### [Given request]
Every line from the line containing "A test script needs to interact with the white porch" through the final line of the data is to be printed exactly; no other line is to appear.

[BEGIN Raw data]

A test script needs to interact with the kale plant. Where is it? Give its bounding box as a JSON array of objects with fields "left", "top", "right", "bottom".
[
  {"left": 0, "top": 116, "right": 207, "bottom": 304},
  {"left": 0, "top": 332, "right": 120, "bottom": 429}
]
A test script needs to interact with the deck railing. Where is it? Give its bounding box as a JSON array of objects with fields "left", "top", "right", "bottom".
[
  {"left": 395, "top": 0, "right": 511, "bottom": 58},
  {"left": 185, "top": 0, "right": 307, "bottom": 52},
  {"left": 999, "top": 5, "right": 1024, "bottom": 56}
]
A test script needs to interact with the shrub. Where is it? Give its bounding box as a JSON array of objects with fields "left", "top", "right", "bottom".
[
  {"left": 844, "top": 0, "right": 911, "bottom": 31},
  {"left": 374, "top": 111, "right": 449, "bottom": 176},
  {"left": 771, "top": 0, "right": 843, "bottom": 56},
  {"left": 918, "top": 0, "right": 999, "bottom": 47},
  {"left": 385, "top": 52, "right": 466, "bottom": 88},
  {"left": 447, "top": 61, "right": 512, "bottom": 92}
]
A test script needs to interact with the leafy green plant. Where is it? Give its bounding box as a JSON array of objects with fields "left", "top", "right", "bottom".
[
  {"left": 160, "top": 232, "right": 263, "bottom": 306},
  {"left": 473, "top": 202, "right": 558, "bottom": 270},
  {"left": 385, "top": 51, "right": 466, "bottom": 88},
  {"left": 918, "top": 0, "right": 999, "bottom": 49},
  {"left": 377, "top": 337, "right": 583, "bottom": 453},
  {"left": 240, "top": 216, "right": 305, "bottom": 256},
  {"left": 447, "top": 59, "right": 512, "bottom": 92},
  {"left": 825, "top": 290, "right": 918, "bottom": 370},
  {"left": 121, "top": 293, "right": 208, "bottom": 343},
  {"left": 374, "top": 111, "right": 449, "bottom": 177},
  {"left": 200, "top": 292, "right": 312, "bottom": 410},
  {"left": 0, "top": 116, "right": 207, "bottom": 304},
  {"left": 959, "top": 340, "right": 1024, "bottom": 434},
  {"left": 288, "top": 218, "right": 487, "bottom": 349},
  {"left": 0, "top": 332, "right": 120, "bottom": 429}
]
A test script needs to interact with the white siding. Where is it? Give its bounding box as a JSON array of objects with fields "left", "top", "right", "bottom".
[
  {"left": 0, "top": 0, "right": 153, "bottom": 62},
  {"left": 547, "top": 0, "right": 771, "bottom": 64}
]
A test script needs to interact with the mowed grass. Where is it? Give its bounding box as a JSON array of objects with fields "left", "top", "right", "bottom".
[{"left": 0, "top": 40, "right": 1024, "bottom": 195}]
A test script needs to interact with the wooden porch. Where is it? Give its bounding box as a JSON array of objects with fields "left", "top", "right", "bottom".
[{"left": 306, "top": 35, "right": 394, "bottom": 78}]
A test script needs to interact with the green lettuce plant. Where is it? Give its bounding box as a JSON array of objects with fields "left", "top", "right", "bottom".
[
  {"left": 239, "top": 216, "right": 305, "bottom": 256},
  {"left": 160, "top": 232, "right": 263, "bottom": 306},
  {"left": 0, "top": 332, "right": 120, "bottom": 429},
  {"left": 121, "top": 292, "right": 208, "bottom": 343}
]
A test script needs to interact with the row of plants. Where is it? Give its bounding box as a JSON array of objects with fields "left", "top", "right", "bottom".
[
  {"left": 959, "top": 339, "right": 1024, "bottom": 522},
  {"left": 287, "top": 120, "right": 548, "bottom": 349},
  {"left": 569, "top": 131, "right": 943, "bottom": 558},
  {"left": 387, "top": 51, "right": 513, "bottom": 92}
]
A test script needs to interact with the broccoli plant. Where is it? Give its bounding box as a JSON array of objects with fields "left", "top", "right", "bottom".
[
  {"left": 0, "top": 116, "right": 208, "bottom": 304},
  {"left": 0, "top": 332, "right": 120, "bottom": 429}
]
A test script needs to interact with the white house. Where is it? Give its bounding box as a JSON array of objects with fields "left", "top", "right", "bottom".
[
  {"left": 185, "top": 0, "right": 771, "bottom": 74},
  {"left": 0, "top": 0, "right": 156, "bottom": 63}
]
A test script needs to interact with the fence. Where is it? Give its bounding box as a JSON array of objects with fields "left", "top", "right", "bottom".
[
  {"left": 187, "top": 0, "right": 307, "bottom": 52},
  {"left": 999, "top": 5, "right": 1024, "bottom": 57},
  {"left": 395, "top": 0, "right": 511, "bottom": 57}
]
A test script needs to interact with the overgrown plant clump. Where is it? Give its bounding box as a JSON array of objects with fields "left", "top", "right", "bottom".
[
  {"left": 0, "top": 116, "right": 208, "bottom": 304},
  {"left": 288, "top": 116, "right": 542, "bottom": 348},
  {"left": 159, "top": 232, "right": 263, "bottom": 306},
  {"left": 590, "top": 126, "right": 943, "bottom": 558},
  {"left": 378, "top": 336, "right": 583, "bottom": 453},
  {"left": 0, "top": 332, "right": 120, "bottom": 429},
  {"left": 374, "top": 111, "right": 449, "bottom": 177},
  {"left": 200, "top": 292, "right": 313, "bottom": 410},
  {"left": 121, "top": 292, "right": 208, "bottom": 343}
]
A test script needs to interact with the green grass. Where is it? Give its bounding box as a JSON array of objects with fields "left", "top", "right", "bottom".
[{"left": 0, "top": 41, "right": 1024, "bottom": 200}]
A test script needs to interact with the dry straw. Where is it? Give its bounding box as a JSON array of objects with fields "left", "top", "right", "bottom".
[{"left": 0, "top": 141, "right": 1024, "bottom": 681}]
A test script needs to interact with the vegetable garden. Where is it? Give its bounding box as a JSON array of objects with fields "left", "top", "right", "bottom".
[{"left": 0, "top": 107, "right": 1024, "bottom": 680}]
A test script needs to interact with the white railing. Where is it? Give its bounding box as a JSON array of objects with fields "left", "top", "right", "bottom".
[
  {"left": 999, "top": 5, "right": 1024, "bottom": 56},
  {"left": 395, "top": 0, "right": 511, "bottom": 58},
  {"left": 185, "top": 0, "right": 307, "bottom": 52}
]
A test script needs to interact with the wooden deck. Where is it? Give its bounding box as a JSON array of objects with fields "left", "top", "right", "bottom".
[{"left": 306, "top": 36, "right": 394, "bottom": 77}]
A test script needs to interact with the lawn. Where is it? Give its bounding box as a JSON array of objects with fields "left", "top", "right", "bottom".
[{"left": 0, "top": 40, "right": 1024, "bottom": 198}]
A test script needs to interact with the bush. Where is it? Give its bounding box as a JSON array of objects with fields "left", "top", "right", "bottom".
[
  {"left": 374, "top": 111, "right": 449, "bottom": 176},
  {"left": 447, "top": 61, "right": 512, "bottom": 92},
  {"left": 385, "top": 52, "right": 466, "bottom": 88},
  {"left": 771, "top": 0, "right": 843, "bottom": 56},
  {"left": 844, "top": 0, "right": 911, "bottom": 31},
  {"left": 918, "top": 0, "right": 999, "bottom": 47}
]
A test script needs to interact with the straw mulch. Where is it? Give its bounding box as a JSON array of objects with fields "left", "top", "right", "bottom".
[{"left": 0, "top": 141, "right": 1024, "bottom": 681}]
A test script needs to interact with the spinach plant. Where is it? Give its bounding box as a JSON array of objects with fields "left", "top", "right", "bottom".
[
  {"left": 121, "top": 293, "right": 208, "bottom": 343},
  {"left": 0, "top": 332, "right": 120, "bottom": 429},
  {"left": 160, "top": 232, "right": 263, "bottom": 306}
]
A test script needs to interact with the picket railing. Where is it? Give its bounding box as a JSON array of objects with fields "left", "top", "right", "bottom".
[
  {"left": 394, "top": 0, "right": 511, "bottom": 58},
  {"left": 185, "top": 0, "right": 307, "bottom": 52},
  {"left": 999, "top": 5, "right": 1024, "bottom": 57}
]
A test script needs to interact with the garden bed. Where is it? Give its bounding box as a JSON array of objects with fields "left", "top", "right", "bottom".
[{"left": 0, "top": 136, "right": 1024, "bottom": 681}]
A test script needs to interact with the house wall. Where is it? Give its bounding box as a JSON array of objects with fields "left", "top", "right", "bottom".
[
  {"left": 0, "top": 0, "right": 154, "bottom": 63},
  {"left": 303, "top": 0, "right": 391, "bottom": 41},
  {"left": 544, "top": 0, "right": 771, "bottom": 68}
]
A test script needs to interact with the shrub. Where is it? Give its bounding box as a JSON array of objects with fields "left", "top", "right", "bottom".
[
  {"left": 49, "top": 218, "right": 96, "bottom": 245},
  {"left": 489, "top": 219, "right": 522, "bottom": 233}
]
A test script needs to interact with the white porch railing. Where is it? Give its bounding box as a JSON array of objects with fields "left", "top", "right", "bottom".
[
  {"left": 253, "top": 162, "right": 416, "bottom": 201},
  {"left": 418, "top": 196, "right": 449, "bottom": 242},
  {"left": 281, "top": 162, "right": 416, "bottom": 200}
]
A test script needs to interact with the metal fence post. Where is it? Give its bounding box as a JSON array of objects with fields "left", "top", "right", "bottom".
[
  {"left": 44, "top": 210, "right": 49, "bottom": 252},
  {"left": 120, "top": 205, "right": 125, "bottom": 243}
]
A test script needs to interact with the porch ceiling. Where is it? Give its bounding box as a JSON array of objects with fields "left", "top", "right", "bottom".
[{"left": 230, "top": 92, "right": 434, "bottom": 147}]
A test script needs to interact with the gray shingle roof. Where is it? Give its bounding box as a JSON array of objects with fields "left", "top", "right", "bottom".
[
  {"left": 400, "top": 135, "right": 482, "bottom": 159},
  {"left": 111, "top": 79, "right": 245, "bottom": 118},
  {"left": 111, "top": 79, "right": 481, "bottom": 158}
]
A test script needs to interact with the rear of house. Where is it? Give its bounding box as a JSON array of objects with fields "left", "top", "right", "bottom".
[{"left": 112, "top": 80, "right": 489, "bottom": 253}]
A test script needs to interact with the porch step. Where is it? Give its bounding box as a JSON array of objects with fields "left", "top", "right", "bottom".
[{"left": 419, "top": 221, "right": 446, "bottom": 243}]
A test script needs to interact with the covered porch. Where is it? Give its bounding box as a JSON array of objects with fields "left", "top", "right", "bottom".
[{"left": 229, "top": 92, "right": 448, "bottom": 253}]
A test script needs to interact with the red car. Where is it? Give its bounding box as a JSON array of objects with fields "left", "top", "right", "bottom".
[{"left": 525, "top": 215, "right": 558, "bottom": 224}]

[END Raw data]

### [Response]
A test script needs to interact with the white porch railing. Where is it? Give its bounding box as a JSON array of objects with fields "left", "top", "right", "bottom".
[
  {"left": 253, "top": 162, "right": 416, "bottom": 201},
  {"left": 418, "top": 196, "right": 449, "bottom": 242},
  {"left": 281, "top": 162, "right": 416, "bottom": 200}
]
A test script needs to interact with the metal fence post. Where is it? Give its bounding box as a JSON array of objects with fields "left", "top", "right", "bottom".
[
  {"left": 44, "top": 210, "right": 49, "bottom": 252},
  {"left": 120, "top": 205, "right": 125, "bottom": 243}
]
A test script needs to interact with the porch ceiling. Where is it? Give its bounding box as a JSON array of objects with fields "left", "top", "right", "bottom".
[{"left": 230, "top": 92, "right": 434, "bottom": 147}]
A test script needs to interact with the gray shingle roof. Where is it? Give its bounding box as a JSON array of objects with fields "left", "top", "right", "bottom".
[
  {"left": 400, "top": 135, "right": 482, "bottom": 159},
  {"left": 111, "top": 79, "right": 245, "bottom": 118},
  {"left": 111, "top": 79, "right": 481, "bottom": 158}
]
A test script needs to interact with the rear of house. Where is it? Give its bounding box as a JSON array of objects with fields "left", "top", "right", "bottom".
[{"left": 112, "top": 80, "right": 489, "bottom": 253}]
A test script needs to interact with the porch step. Where is it? Give its bounding box as a JSON array of objects with fields "left", "top", "right", "bottom".
[{"left": 419, "top": 221, "right": 446, "bottom": 243}]
A test script needs to interact with the covered porch. Where is it? Give its bounding box as a JSON array of objects with fields "left", "top", "right", "bottom".
[{"left": 229, "top": 92, "right": 448, "bottom": 253}]
A test script needs to interact with the red car. Where is it? Give its bounding box as a JSON array of objects with fields "left", "top", "right", "bottom".
[{"left": 525, "top": 215, "right": 558, "bottom": 224}]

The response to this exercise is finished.